* [PROBLEM REQUIREMENTS] Emit the data below verbatim, stripping out any pictures.
▼▼▼
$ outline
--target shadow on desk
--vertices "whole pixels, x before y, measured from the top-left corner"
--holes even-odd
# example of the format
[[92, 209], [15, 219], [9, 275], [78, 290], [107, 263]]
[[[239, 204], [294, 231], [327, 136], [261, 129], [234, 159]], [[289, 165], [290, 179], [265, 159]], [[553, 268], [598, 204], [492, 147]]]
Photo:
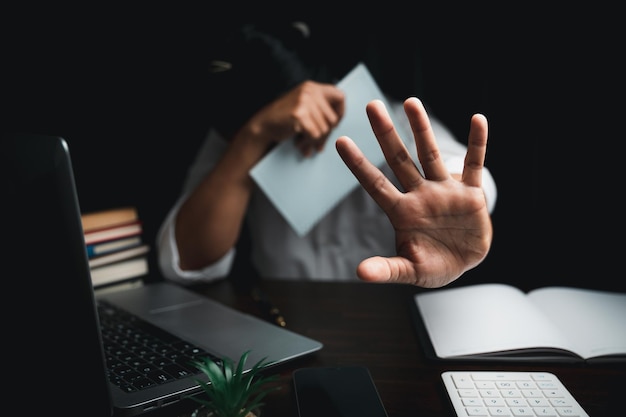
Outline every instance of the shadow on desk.
[[[266, 280], [262, 289], [279, 306], [287, 328], [319, 340], [324, 348], [276, 371], [281, 390], [270, 394], [264, 416], [297, 416], [292, 372], [300, 367], [366, 366], [390, 417], [449, 416], [443, 391], [445, 370], [522, 370], [554, 373], [590, 416], [616, 416], [626, 387], [626, 367], [572, 364], [468, 364], [429, 360], [415, 331], [410, 302], [420, 288], [399, 284], [321, 283]], [[228, 281], [195, 290], [261, 316], [252, 298]], [[179, 416], [195, 404], [181, 404], [154, 416]], [[185, 407], [187, 407], [185, 409]], [[623, 409], [622, 409], [623, 411]]]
▲▲▲
* [RESULT BELOW]
$ outline
--target shadow on desk
--vertices "whole pixels, x before y, measured from the top-left corner"
--holes even-odd
# example of the format
[[92, 209], [15, 219], [9, 275], [78, 290], [107, 263]]
[[[239, 204], [294, 231], [327, 136], [261, 129], [234, 159]], [[289, 165], [290, 179], [265, 159]], [[553, 268], [598, 204], [492, 147]]]
Photo:
Outline every instance of the shadow on desk.
[[[266, 280], [262, 289], [279, 306], [287, 328], [319, 340], [324, 348], [276, 371], [281, 390], [270, 394], [264, 416], [297, 416], [292, 372], [300, 367], [366, 366], [390, 417], [449, 416], [443, 391], [445, 370], [522, 370], [554, 373], [590, 416], [616, 416], [626, 387], [626, 367], [572, 364], [468, 364], [429, 360], [415, 331], [410, 302], [420, 288], [399, 284], [321, 283]], [[228, 281], [195, 290], [261, 316], [252, 298]], [[179, 416], [195, 404], [181, 404], [154, 416]], [[185, 407], [187, 407], [185, 409]], [[623, 409], [622, 409], [623, 411]]]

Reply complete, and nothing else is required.